→ Work to do
The line containing "If you could mark the bird's tail" and every line after it, through the last, are to be extracted exactly; no other lines belong in the answer.

-*-

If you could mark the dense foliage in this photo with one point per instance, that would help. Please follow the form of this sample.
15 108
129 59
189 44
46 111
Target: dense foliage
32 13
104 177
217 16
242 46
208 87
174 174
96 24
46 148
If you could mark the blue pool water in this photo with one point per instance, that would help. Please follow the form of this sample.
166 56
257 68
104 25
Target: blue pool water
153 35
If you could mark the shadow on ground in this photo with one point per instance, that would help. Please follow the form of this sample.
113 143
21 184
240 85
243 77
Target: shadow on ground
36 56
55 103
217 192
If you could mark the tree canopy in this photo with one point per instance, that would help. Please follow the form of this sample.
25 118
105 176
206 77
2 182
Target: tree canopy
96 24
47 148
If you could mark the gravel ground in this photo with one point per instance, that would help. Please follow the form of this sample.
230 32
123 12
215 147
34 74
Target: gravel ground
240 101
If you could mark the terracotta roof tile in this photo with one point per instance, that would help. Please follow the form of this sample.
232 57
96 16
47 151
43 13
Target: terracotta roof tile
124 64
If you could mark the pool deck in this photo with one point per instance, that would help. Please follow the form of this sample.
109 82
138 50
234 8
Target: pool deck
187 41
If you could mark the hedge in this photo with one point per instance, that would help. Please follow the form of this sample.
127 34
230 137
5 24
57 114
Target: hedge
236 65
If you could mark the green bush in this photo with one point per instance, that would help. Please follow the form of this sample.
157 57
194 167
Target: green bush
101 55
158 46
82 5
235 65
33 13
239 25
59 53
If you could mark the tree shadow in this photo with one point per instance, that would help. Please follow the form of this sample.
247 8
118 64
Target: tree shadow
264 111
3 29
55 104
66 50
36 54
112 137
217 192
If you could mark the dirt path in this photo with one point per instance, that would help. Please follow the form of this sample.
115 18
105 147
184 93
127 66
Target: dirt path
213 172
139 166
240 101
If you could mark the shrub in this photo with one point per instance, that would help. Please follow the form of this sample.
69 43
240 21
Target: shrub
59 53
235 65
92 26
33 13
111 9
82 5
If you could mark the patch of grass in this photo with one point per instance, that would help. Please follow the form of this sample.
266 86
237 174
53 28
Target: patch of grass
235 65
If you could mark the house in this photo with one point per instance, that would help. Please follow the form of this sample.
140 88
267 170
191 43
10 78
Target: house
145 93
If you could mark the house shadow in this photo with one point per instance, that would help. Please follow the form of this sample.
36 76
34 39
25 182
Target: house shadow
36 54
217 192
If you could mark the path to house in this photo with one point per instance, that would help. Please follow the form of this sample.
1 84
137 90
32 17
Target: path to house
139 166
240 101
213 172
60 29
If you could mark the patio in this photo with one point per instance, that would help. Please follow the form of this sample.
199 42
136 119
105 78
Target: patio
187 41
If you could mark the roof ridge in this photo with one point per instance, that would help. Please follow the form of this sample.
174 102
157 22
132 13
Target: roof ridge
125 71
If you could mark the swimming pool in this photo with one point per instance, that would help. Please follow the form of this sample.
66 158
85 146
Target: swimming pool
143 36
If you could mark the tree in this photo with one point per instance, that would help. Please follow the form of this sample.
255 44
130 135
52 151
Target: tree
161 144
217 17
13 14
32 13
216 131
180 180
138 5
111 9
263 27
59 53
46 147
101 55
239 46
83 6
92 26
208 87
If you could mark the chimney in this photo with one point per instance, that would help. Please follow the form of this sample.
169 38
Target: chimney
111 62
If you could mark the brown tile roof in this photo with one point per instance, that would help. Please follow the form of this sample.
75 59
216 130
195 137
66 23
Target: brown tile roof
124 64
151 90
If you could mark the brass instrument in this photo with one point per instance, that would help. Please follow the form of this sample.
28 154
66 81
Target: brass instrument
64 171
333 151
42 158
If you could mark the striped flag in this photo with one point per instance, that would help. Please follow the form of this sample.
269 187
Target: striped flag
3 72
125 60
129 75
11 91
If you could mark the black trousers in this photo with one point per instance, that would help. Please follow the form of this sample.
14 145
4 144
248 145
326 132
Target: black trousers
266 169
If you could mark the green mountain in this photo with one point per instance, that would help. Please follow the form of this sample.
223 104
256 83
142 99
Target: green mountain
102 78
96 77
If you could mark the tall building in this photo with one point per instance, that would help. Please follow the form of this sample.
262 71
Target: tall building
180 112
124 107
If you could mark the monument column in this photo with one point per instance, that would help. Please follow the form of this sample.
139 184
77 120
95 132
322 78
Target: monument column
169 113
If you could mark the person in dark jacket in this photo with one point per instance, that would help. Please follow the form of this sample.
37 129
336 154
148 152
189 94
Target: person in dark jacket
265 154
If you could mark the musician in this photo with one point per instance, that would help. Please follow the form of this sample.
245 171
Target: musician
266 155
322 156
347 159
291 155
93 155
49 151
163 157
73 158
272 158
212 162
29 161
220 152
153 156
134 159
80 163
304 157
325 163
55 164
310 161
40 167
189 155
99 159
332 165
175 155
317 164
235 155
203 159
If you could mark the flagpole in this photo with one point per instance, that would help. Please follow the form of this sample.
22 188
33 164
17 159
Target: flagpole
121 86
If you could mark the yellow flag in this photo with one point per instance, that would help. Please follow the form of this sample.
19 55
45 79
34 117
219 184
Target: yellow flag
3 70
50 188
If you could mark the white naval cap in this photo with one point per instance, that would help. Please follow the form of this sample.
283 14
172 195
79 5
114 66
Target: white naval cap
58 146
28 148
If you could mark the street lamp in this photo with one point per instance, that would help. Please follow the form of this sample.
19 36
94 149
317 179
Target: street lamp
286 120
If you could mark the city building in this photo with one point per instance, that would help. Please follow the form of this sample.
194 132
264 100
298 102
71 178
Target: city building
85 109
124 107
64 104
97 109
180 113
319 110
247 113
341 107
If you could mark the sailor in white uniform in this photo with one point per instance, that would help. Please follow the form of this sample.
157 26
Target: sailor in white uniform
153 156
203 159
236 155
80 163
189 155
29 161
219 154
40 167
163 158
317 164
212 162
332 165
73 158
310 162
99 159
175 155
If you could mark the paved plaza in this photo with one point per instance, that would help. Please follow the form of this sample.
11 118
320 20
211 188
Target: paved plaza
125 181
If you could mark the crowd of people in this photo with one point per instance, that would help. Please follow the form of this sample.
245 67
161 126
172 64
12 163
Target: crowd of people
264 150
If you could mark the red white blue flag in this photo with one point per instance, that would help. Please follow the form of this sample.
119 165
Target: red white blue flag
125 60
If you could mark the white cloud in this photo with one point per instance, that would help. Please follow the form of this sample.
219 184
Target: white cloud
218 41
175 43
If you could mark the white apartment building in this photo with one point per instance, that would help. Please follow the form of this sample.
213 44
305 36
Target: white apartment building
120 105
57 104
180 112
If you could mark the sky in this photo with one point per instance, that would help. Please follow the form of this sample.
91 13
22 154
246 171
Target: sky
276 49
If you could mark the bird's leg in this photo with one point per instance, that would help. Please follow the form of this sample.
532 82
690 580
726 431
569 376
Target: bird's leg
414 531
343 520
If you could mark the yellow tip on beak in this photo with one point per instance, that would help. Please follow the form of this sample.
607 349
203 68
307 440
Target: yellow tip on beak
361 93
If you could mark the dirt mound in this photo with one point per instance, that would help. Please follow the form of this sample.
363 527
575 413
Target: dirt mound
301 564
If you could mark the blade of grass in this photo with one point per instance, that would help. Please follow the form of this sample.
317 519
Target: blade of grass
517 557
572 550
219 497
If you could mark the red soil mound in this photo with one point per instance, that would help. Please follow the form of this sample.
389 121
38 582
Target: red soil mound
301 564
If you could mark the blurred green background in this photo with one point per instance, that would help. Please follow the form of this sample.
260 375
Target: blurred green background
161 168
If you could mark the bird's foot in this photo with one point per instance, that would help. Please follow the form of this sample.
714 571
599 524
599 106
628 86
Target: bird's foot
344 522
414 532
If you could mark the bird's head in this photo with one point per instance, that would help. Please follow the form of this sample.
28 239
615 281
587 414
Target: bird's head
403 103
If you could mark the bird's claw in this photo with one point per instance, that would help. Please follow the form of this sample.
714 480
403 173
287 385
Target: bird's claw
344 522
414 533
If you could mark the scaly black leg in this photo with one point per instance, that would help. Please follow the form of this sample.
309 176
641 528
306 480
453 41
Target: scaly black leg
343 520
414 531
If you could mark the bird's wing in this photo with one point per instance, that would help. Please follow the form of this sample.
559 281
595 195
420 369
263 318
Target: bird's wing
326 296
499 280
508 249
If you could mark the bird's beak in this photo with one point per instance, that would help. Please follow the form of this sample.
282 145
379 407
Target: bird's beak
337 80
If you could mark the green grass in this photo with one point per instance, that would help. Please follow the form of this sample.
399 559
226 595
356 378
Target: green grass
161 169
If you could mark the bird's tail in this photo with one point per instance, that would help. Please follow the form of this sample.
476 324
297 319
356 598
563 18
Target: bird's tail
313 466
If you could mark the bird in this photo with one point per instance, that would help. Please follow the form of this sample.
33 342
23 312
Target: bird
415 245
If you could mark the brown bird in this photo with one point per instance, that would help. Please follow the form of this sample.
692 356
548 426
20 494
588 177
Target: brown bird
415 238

-*-

→ Result of this exercise
If you could mark the bird's tail in this photo with one point per instance, that would help. Please follow the form of this sample.
476 324
297 319
356 598
563 18
Target: bird's tail
313 466
If you could mark the bird in this photo with one point per instance, that would help. Please follow the form of this sample.
33 342
23 312
Target: bird
415 245
If you could mark the brown bird in this photo with one point per instance, that would help. Please follow the form of this sample.
692 356
548 426
20 494
588 177
Target: brown bird
415 238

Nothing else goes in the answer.